▶ **Task goal**: Count the lines in the rows below that contain the string "ripe", treating uppercase and lowercase as distinct. State only that number.

------------

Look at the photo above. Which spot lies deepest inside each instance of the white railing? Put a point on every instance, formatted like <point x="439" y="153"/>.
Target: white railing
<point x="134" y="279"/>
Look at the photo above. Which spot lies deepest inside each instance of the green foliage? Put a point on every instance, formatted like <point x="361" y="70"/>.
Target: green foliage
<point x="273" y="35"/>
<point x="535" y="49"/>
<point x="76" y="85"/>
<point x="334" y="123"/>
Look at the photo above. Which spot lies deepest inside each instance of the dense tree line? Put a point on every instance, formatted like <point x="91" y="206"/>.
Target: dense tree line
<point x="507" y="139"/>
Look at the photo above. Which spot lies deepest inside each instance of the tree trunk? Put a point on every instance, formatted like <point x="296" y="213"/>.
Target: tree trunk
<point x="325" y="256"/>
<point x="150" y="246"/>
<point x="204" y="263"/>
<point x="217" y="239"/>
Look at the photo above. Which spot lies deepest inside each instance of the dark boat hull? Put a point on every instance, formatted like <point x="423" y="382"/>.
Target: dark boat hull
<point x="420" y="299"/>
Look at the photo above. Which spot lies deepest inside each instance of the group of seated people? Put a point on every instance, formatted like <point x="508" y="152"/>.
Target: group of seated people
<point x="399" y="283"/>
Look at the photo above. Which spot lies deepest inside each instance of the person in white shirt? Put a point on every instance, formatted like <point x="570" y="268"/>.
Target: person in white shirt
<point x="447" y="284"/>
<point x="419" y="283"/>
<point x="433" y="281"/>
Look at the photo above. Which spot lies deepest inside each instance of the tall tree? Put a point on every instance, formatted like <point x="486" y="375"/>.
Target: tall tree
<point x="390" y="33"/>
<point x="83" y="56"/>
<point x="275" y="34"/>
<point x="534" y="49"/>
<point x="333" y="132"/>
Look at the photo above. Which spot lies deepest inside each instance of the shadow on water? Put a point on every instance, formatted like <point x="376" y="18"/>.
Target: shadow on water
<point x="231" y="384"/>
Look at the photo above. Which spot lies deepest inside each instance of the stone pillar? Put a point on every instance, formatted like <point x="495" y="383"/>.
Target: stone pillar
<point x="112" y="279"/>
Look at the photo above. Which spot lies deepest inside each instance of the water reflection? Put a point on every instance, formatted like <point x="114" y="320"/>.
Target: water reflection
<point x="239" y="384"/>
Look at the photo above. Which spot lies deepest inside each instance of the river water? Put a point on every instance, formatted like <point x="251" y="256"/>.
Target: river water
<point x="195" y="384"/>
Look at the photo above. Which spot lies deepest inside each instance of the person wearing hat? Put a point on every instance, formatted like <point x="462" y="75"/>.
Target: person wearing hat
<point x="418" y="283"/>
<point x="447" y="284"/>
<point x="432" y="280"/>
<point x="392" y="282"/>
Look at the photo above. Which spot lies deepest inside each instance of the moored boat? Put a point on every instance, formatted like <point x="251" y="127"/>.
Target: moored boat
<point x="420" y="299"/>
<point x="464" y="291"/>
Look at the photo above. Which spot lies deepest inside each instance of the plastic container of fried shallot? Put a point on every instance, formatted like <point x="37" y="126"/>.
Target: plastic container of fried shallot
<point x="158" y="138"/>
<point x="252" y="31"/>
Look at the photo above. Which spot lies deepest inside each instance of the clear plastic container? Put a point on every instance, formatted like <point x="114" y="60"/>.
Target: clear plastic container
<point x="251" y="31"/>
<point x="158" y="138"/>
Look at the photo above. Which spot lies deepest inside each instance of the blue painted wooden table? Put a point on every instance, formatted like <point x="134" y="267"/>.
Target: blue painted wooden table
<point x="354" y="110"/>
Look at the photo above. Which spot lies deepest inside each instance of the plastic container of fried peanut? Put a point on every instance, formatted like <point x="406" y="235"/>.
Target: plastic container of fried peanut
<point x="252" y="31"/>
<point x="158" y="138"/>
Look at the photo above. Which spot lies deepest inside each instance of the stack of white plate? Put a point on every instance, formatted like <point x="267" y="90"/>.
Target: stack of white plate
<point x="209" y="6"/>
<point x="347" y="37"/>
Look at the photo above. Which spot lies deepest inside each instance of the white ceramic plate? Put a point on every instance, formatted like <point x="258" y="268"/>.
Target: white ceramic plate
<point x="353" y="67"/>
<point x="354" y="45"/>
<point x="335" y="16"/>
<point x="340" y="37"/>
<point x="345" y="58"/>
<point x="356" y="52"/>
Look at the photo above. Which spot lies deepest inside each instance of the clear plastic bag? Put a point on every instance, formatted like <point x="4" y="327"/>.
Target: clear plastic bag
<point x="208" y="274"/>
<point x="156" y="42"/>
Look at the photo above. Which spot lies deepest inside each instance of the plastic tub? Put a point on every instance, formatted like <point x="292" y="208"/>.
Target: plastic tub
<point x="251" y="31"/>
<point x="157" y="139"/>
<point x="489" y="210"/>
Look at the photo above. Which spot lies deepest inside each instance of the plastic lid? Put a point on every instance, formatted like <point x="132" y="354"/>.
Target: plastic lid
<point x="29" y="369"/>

------------

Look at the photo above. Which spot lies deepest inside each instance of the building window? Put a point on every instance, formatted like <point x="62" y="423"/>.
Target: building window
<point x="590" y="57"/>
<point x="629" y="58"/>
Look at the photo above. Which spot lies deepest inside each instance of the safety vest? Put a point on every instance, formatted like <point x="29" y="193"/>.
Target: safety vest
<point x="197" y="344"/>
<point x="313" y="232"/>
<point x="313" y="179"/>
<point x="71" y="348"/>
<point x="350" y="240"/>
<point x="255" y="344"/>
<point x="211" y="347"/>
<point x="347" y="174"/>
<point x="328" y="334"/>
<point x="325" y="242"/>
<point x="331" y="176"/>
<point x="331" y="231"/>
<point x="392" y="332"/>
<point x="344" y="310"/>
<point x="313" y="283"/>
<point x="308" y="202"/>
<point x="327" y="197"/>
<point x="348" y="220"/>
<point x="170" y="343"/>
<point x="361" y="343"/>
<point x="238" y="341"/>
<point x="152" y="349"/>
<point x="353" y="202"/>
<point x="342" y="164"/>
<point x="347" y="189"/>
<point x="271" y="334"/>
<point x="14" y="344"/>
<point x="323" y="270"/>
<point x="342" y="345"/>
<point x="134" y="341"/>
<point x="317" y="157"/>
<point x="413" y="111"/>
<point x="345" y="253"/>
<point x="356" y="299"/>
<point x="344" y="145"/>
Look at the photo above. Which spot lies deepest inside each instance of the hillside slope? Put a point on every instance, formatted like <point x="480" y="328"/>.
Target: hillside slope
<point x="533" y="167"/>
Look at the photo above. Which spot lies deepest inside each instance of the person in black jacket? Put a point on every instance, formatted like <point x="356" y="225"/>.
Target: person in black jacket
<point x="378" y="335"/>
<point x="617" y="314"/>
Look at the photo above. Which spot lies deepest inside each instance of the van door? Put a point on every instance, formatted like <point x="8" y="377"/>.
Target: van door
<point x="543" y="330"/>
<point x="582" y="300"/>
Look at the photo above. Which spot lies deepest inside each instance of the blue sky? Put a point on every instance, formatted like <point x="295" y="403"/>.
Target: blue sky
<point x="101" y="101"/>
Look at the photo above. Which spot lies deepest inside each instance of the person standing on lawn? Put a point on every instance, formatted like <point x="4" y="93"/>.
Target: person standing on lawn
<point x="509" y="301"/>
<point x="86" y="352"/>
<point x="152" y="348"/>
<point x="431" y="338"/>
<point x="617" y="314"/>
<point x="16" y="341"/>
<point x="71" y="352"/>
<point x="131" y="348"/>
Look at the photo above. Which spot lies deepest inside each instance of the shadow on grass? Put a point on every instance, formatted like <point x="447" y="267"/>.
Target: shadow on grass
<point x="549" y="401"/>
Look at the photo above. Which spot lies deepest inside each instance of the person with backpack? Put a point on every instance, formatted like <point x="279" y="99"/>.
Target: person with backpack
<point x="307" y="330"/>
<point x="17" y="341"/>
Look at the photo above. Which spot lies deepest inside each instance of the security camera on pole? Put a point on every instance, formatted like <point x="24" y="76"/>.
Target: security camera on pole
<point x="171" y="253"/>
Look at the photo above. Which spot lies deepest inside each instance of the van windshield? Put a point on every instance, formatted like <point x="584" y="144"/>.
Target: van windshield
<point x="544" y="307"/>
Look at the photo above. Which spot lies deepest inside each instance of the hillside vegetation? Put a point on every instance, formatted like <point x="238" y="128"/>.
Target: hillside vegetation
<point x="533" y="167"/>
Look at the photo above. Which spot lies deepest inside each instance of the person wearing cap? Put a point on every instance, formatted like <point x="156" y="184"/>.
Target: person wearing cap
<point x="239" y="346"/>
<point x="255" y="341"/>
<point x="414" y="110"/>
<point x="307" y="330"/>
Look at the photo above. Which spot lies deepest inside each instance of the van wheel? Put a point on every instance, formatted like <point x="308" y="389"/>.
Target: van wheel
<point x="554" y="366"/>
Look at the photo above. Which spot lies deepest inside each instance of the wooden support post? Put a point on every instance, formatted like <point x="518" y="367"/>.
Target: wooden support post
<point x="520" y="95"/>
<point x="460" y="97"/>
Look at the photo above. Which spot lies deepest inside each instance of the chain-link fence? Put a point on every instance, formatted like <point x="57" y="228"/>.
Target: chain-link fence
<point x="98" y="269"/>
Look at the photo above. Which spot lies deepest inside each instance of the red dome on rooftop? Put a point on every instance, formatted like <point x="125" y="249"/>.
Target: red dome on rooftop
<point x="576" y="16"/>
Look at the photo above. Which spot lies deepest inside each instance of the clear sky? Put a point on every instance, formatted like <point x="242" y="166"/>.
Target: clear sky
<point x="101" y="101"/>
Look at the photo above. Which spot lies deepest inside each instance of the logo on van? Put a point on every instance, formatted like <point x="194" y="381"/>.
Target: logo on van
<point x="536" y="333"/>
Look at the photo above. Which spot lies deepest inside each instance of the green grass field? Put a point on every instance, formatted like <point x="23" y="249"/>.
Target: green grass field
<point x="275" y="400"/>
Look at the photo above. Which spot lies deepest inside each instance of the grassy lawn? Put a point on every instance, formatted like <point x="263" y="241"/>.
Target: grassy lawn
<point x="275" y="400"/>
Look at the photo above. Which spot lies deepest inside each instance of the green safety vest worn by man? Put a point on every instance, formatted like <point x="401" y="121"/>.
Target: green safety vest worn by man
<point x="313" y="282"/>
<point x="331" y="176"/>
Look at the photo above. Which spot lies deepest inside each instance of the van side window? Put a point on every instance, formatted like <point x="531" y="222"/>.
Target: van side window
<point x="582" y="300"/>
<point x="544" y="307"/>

------------

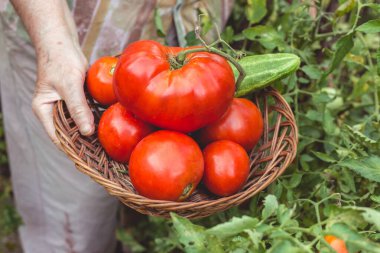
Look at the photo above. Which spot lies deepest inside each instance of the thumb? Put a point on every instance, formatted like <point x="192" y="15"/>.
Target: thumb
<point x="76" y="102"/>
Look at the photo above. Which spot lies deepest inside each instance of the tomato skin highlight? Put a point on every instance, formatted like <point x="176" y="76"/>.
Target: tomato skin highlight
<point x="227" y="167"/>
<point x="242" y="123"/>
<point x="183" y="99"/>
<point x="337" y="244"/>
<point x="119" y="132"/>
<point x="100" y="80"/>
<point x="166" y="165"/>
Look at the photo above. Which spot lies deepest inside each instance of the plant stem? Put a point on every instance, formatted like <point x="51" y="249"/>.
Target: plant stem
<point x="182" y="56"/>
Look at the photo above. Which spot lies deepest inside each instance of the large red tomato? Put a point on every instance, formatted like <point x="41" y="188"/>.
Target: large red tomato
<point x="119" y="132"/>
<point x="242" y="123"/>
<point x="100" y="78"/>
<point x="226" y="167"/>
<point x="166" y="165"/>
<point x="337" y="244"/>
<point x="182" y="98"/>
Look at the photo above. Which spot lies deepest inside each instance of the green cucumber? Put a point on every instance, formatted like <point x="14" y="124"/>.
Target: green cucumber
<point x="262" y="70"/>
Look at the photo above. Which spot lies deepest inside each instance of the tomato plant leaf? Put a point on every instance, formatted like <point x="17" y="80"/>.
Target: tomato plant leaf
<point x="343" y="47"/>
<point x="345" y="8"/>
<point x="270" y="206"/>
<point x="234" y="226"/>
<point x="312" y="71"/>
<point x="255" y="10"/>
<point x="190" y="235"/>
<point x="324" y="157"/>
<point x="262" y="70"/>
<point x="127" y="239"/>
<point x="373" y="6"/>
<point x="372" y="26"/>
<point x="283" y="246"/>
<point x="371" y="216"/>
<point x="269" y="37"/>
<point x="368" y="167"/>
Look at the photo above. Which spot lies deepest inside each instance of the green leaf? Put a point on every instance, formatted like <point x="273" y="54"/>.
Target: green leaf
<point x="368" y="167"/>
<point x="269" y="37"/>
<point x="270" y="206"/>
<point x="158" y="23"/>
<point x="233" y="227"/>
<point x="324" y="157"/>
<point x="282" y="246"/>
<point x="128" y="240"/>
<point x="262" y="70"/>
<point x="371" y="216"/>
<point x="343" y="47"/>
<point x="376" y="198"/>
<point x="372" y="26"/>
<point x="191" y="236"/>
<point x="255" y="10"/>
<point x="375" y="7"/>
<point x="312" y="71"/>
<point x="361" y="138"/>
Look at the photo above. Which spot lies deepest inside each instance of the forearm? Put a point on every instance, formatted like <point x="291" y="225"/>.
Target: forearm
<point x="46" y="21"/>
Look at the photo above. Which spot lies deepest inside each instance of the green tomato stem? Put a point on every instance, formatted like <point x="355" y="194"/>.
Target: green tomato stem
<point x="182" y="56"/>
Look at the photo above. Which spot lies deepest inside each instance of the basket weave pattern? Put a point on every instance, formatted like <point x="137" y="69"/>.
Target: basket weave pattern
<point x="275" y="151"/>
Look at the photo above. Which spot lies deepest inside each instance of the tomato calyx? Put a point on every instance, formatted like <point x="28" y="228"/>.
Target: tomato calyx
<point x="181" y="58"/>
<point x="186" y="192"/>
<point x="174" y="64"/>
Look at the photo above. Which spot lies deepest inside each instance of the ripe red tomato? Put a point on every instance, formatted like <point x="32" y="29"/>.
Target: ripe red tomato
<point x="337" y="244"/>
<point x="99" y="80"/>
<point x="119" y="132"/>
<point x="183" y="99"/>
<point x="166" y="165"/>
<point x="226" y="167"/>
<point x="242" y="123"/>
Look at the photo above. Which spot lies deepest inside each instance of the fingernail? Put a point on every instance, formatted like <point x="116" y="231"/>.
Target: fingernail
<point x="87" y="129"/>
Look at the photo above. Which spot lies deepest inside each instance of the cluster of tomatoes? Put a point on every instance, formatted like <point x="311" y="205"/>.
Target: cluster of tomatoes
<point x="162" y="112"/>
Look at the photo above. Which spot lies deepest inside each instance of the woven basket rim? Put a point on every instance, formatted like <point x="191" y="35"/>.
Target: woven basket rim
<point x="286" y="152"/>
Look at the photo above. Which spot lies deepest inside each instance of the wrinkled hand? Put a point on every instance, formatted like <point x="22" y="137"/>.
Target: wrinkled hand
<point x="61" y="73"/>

------------

▶ **Solution to the exercise**: 2